:: Material for this task ::

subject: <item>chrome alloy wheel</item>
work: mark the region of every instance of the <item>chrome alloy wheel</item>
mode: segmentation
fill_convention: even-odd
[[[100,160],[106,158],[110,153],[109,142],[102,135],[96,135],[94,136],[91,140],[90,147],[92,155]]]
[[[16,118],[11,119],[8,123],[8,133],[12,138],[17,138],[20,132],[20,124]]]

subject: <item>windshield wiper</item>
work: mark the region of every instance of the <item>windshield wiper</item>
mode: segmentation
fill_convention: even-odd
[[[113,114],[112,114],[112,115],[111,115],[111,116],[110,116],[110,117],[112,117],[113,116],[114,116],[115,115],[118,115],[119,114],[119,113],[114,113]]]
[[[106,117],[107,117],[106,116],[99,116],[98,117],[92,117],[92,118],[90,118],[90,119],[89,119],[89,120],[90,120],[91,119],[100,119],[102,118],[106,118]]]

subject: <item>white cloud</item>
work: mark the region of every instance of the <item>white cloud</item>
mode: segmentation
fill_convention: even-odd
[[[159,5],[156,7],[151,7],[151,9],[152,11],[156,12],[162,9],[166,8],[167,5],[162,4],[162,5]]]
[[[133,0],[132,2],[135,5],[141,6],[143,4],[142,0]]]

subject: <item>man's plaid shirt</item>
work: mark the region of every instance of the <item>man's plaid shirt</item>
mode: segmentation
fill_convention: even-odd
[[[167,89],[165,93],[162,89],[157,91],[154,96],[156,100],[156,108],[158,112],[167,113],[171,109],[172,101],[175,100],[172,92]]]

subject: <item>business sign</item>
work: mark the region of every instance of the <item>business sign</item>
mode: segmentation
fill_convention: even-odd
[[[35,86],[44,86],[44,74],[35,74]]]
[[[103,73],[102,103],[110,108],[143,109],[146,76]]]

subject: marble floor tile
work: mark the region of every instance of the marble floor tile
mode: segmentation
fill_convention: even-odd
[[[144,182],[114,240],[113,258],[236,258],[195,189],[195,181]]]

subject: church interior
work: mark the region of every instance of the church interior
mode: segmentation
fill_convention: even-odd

:: What you are asked to do ::
Can you copy the data above word for word, everything from its very first line down to and including the line that contains "[[[133,0],[132,2],[135,5],[141,6],[143,4],[142,0]]]"?

:: Answer to the exercise ::
subject: <item>chrome alloy wheel</item>
work: mark the region of every instance of the <item>chrome alloy wheel</item>
mode: segmentation
fill_convention: even-odd
[[[100,160],[106,158],[110,153],[109,142],[102,135],[96,135],[94,136],[91,140],[90,147],[92,155]]]
[[[16,118],[11,119],[8,123],[8,133],[12,138],[17,138],[20,132],[20,124]]]

subject: <item>windshield wiper</item>
work: mark the region of every instance of the <item>windshield wiper</item>
mode: segmentation
fill_convention: even-odd
[[[113,114],[112,114],[112,115],[111,115],[111,116],[110,116],[110,117],[112,117],[113,116],[114,116],[115,115],[118,115],[119,114],[119,113],[114,113]]]
[[[106,117],[107,117],[106,116],[99,116],[98,117],[92,117],[92,118],[90,118],[90,119],[89,119],[89,120],[90,120],[91,119],[100,119],[102,118],[106,118]]]

subject: <item>white cloud</item>
work: mark the region of every instance of the <item>white cloud</item>
mode: segmentation
fill_convention: even-odd
[[[159,5],[156,7],[151,7],[151,9],[152,11],[156,12],[162,9],[166,8],[167,5],[162,4],[162,5]]]
[[[133,0],[132,2],[135,5],[141,6],[143,4],[142,0]]]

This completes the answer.